- **EXERCISE DIRECTIONS**:
Render every line of the entries below as a JSON list of strings, one string per line, skipping blank lines. Leave the pictures out of the answer.

- **INPUT RECORDS**:
______________________________

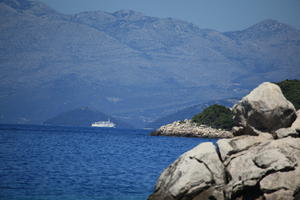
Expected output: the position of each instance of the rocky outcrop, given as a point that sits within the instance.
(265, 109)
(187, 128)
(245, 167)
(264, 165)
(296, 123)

______________________________

- **SOLUTION TO THIS EXERCISE**:
[
  "Expected output: the position of each instance of the rocky outcrop, given as a point that sits within the instance.",
  "(265, 109)",
  "(187, 128)",
  "(245, 167)",
  "(264, 165)",
  "(296, 123)"
]